文本摘录 >>

-*-*-

与 PPO 期望 AutoModelForCausalLMWithValueHead 作为值函数相比，DPO 训练器期望 AutoModelForCausalLM 模型。

3、使用 DPOTrainer 源码
有关详细示例，请查看 Examples/scripts/dpo.py 脚本。在较高级别上，我们需要使用我们希望训练的模型、参考 ref_model 来初始化 DPOTrainer，我们将使用它来计算首选和拒绝响应的隐式奖励，beta 指隐式奖励的超参数，数据集包含上面列出的 3 个条目。请注意，模型和 ref_model 需要具有相同的架构（即仅解码器或编码器-解码器）。

 dpo_trainer = DPOTrainer(
    model,
    model_ref,
    args=training_args,
    beta=0.1,
    train_dataset=train_dataset,
    tokenizer=tokenizer,
)

之后就可以调用：

dpo_trainer.train()

请注意，β 是 DPO 损失的温度参数，通常在 0.1 到 0.5 范围内。当beta -> 0 ，意味着忽略参考模型。

4、损失函数

给定偏好数据，我们可以根据 Bradley-Terry 模型拟合二元分类器，事实上，DPO 作者通过 Logsigmoid 提出标准化似然的 sigmoid 损失来拟合逻辑回归。

    def dpo_loss(
        self,
        policy_chosen_logps: torch.FloatTensor,
        policy_rejected_logps: torch.FloatTensor,
        reference_chosen_logps: torch.FloatTensor,
        reference_rejected_logps: torch.FloatTensor,
        reference_free: bool = False,
    ) -> Tuple[torch.FloatTensor, torch.FloatTensor, torch.FloatTensor]:
        """Compute the DPO loss for a batch of policy and reference model log probabilities.

        Args:
            policy_chosen_logps: Log probabilities of the policy model for the chosen responses. Shape: (batch_size,)
            policy_rejected_logps: Log probabilities of the policy model for the rejected responses. Shape: (batch_size,)
            reference_chosen_logps: Log probabilities of the reference model for the chosen responses. Shape: (batch_size,)
            reference_rejected_logps: Log probabilities of the reference model for the rejected responses. Shape: (batch_size,)
            reference_free: If True, we ignore the _provided_ reference model and implicitly use a reference model that assigns equal probability to all responses.

-*-*-

任务 >>
将上方关于 DPO 训练器的文本摘录完整返回，一字不改。

提供的记录 >>

-*-*-

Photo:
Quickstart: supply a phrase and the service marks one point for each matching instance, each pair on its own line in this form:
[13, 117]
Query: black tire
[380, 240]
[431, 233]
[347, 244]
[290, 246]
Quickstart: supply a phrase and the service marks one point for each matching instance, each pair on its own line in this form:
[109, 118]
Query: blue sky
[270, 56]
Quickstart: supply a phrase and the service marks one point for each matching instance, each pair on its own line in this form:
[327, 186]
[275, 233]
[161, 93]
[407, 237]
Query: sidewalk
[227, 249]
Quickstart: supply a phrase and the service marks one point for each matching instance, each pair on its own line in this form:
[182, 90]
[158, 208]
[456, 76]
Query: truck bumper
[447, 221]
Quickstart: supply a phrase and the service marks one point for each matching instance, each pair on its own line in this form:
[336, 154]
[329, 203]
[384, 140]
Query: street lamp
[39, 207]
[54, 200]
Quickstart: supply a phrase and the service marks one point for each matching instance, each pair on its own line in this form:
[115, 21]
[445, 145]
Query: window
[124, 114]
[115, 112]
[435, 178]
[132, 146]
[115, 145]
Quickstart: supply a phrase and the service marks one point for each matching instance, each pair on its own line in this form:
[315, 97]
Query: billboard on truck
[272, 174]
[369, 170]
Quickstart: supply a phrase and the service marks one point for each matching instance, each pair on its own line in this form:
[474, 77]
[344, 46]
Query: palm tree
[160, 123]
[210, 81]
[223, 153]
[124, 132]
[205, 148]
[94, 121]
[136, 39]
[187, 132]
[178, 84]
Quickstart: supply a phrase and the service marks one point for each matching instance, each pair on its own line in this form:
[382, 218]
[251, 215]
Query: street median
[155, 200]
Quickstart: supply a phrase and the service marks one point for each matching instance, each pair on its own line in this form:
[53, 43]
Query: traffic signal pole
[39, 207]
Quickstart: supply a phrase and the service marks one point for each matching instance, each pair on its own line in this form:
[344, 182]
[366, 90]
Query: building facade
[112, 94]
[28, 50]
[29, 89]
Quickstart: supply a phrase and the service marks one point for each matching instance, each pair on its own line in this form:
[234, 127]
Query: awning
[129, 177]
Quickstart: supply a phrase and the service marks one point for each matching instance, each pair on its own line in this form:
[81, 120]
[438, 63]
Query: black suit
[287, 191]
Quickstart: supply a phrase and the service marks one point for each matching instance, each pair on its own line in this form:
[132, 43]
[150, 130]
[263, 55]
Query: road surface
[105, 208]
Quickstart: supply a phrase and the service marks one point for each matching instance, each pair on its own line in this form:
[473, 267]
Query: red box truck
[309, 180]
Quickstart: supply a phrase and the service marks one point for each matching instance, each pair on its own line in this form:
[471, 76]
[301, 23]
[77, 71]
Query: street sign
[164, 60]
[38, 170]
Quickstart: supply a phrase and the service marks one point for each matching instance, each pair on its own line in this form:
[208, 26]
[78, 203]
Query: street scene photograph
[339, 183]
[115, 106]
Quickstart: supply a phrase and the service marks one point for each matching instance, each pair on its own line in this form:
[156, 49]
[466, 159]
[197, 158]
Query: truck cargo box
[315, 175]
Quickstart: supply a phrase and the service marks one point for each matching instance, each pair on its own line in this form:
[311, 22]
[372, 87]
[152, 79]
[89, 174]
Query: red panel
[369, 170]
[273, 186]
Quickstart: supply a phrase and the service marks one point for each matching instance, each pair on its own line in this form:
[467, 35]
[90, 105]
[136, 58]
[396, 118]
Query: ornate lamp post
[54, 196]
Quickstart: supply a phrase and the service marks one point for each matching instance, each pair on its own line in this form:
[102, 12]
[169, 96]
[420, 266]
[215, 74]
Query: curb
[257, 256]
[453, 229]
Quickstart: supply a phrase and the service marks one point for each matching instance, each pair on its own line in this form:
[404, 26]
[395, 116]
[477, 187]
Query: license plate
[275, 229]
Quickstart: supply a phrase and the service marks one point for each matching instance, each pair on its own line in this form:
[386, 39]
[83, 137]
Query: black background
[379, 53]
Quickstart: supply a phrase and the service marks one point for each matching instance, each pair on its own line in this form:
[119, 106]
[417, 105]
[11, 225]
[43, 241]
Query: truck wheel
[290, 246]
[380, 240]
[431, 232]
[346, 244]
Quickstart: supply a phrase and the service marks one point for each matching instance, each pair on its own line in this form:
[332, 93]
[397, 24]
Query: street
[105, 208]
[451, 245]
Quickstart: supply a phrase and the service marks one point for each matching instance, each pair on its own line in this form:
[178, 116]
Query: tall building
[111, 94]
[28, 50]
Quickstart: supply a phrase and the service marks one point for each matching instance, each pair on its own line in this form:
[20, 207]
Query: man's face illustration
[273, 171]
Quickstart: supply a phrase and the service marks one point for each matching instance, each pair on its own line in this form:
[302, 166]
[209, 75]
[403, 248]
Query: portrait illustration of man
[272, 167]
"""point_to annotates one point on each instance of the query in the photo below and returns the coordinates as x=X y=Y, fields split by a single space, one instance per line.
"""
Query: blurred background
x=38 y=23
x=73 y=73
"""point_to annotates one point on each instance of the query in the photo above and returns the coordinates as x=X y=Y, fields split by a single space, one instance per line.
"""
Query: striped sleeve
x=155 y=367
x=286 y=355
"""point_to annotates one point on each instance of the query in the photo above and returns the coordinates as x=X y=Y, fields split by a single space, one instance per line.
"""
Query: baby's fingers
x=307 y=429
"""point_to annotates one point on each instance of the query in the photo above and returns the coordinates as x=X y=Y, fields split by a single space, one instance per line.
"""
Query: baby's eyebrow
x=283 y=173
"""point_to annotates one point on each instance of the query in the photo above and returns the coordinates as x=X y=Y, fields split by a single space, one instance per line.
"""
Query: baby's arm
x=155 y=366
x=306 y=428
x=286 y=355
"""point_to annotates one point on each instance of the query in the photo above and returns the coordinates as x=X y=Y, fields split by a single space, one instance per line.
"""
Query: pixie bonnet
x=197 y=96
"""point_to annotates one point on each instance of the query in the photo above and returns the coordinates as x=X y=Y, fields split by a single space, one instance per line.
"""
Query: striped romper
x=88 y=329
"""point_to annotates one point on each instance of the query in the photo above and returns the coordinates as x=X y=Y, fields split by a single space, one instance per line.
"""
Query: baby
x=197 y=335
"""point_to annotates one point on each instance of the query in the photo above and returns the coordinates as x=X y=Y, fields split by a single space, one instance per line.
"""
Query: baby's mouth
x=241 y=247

-*-*-

本题答案 >>
与 PPO 期望 AutoModelForCausalLMWithValueHead 作为值函数相比，DPO 训练器期望 AutoModelForCausalLM 模型。

3、使用 DPOTrainer 源码
有关详细示例，请查看 Examples/scripts/dpo.py 脚本。在较高级别上，我们需要使用我们希望训练的模型、参考 ref_model 来初始化 DPOTrainer，我们将使用它来计算首选和拒绝响应的隐式奖励，beta 指隐式奖励的超参数，数据集包含上面列出的 3 个条目。请注意，模型和 ref_model 需要具有相同的架构（即仅解码器或编码器-解码器）。

 dpo_trainer = DPOTrainer(
    model,
    model_ref,
    args=training_args,
    beta=0.1,
    train_dataset=train_dataset,
    tokenizer=tokenizer,
)

之后就可以调用：

dpo_trainer.train()

请注意，β 是 DPO 损失的温度参数，通常在 0.1 到 0.5 范围内。当beta -> 0 ，意味着忽略参考模型。

4、损失函数

给定偏好数据，我们可以根据 Bradley-Terry 模型拟合二元分类器，事实上，DPO 作者通过 Logsigmoid 提出标准化似然的 sigmoid 损失来拟合逻辑回归。

    def dpo_loss(
        self,
        policy_chosen_logps: torch.FloatTensor,
        policy_rejected_logps: torch.FloatTensor,
        reference_chosen_logps: torch.FloatTensor,
        reference_rejected_logps: torch.FloatTensor,
        reference_free: bool = False,
    ) -> Tuple[torch.FloatTensor, torch.FloatTensor, torch.FloatTensor]:
        """Compute the DPO loss for a batch of policy and reference model log probabilities.

        Args:
            policy_chosen_logps: Log probabilities of the policy model for the chosen responses. Shape: (batch_size,)
            policy_rejected_logps: Log probabilities of the policy model for the rejected responses. Shape: (batch_size,)
            reference_chosen_logps: Log probabilities of the reference model for the chosen responses. Shape: (batch_size,)
            reference_rejected_logps: Log probabilities of the reference model for the rejected responses. Shape: (batch_size,)
            reference_free: If True, we ignore the _provided_ reference model and implicitly use a reference model that assigns equal probability to all responses.